Excerpted text ->
# Sick glass



## adam.w.brymer (Jul 30, 2017)

So I went to the antique road show last weekend and I brought a few bottles.  They didn't really tell me anything I didn't already know.  However, they did note a couple of bottles that had hazing, which they called sick glass.  Supposedly it is when the glass starts breaking down because of age and chemicals.  I applied some Pam cooking spray and they look 100% better.  Does anyone know of any other ways to get rid of the hazing?  These photos are from the hutch I found today.
Thanks
Adam
	

	
	
		
		

		
			








Sent from my XT1635-01 using Tapatalk


----------



## hemihampton (Aug 1, 2017)

Bottle tumbling is the best way to remove Sick glass or that haze. LEON.


----------



## adam.w.brymer (Aug 1, 2017)

Thanks Leon!  My wife said that I will have to wait for santa to get me one.  

Sent from my XT1635-01 using Tapatalk


----------



## Dr Pepper bottle man (Aug 2, 2017)

I use Bar-Keepers-Friend, liquid and dry powder.

Used to use WD-40, but seems to get sticky after awhile and attracts dust and bugs.


----------



## adam.w.brymer (Aug 2, 2017)

Thanks Dr.! This bottle is in my kitchen, so dust and bugs won't be good.  I imagine the cooking spray will probably do the same.  BKF took off the majority of the dirt and rust stains, but wouldn't remove the hazing.  

Sent from my XT1635-01 using Tapatalk


----------

The records ->
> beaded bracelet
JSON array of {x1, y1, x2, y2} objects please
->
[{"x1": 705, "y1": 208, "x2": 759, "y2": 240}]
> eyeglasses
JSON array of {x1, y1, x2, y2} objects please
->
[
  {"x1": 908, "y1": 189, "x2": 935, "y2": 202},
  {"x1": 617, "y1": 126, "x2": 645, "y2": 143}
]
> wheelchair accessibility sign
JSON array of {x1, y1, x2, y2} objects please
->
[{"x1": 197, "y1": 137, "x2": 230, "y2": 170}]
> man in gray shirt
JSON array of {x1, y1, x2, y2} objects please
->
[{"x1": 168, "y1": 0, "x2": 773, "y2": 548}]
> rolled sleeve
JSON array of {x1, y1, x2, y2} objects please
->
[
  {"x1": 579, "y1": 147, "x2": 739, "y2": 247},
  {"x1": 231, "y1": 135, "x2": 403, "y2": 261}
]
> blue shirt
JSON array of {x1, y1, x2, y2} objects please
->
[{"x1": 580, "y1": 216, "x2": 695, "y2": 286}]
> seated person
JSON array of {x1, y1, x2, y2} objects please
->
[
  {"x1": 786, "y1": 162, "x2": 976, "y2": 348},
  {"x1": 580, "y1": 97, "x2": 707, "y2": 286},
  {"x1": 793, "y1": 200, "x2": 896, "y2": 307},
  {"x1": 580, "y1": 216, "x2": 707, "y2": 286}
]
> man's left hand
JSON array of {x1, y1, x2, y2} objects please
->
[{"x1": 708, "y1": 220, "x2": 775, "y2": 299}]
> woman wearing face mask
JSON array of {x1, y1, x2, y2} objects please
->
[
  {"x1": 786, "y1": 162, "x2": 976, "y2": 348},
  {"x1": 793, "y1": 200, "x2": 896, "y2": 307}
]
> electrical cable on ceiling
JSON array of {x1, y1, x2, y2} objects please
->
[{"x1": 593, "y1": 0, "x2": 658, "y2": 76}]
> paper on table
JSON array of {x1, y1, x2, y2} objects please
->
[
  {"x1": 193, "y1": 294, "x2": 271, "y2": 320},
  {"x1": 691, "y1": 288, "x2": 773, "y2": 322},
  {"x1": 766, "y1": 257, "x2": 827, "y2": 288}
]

Requirements ->
1) Answer these from the sick glass thread, one line each:
(a) What term did the antique road show use for the hazing on the bottles?
(b) Which method does hemihampton call the best way to remove the haze?
(c) What problem led Dr Pepper bottle man to stop using WD-40?
2) Please output the lines of the records starting with the line that contains "wheelchair accessibility sign" and going on through the end of the records, each line unchanged.

Task answers ->
1)
(a) Sick glass.
(b) Bottle tumbling.
(c) It seemed to get sticky after a while and attracted dust and bugs.

2)
> wheelchair accessibility sign
JSON array of {x1, y1, x2, y2} objects please
->
[{"x1": 197, "y1": 137, "x2": 230, "y2": 170}]
> man in gray shirt
JSON array of {x1, y1, x2, y2} objects please
->
[{"x1": 168, "y1": 0, "x2": 773, "y2": 548}]
> rolled sleeve
JSON array of {x1, y1, x2, y2} objects please
->
[
  {"x1": 579, "y1": 147, "x2": 739, "y2": 247},
  {"x1": 231, "y1": 135, "x2": 403, "y2": 261}
]
> blue shirt
JSON array of {x1, y1, x2, y2} objects please
->
[{"x1": 580, "y1": 216, "x2": 695, "y2": 286}]
> seated person
JSON array of {x1, y1, x2, y2} objects please
->
[
  {"x1": 786, "y1": 162, "x2": 976, "y2": 348},
  {"x1": 580, "y1": 97, "x2": 707, "y2": 286},
  {"x1": 793, "y1": 200, "x2": 896, "y2": 307},
  {"x1": 580, "y1": 216, "x2": 707, "y2": 286}
]
> man's left hand
JSON array of {x1, y1, x2, y2} objects please
->
[{"x1": 708, "y1": 220, "x2": 775, "y2": 299}]
> woman wearing face mask
JSON array of {x1, y1, x2, y2} objects please
->
[
  {"x1": 786, "y1": 162, "x2": 976, "y2": 348},
  {"x1": 793, "y1": 200, "x2": 896, "y2": 307}
]
> electrical cable on ceiling
JSON array of {x1, y1, x2, y2} objects please
->
[{"x1": 593, "y1": 0, "x2": 658, "y2": 76}]
> paper on table
JSON array of {x1, y1, x2, y2} objects please
->
[
  {"x1": 193, "y1": 294, "x2": 271, "y2": 320},
  {"x1": 691, "y1": 288, "x2": 773, "y2": 322},
  {"x1": 766, "y1": 257, "x2": 827, "y2": 288}
]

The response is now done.